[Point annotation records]
--- START ---

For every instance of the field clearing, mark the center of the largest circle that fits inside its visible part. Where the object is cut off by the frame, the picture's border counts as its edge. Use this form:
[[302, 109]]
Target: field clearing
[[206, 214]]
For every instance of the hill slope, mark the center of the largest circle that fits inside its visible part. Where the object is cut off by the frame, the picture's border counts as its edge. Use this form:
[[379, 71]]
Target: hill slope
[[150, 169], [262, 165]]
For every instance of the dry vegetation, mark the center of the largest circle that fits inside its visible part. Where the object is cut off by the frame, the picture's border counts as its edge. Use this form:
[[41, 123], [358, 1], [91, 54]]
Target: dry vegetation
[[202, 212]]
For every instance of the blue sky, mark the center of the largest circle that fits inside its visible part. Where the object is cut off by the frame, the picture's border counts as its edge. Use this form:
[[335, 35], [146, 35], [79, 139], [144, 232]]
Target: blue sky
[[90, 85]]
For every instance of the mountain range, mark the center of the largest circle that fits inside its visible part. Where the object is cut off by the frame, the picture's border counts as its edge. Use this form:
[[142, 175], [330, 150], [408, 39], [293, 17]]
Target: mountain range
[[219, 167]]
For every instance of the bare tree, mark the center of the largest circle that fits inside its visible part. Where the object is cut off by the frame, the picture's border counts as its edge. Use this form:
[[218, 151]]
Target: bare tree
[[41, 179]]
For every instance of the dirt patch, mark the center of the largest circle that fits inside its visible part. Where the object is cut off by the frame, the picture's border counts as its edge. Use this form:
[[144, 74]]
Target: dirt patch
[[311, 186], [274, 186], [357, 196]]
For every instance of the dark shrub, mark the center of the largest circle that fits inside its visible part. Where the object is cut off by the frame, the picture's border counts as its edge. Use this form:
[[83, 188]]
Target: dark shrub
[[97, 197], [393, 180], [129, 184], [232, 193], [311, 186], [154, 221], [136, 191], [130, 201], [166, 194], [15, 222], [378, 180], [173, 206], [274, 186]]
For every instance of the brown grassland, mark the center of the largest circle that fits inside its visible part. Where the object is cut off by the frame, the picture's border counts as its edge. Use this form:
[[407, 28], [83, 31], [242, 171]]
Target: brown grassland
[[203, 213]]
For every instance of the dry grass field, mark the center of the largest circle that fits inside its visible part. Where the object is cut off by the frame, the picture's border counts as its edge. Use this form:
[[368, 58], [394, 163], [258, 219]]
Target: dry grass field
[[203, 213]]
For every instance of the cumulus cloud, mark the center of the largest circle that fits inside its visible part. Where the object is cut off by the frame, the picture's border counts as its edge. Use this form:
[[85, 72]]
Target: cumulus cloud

--- END ---

● THE TASK: Revise the records from the first line up to and including the line with "[[219, 167]]", changing every "largest circle" to "biggest circle" and leaving everything else as it is. Give back only those lines.

● ANSWER TO THE TASK:
For every instance of the field clearing, mark the center of the biggest circle that fits inside its visible part. Where the object is cut off by the frame, the picture's border counts as its edge. Use this form:
[[302, 109]]
Target: field clearing
[[206, 214]]
For every instance of the hill slope, mark the center of the biggest circle that fits inside its visible part. Where the object is cut off by the frame, the picture's border counts as its edge. Use this form:
[[379, 71]]
Target: hill slope
[[150, 169], [262, 165]]
For every instance of the dry vegetation, mark the center of the biggest circle that fits inside its visible part. Where the object is cut off by the frame, the picture's border counts as its edge. Use this form:
[[41, 123], [358, 1], [91, 54]]
Target: dry vegetation
[[202, 212]]
For every instance of the blue sky, mark the center of the biggest circle that fits inside its visible part. Where the object is cut off by the frame, the picture's border counts as its edge. Use this form:
[[335, 35], [146, 35], [79, 139], [144, 232]]
Target: blue sky
[[90, 85]]
For every instance of the mountain range, mark the center of the biggest circle that fits inside its visible part. Where the object is cut off by the frame, the picture's border counts as its edge. Use this form:
[[142, 175], [330, 150], [408, 39], [293, 17]]
Target: mountain range
[[219, 167]]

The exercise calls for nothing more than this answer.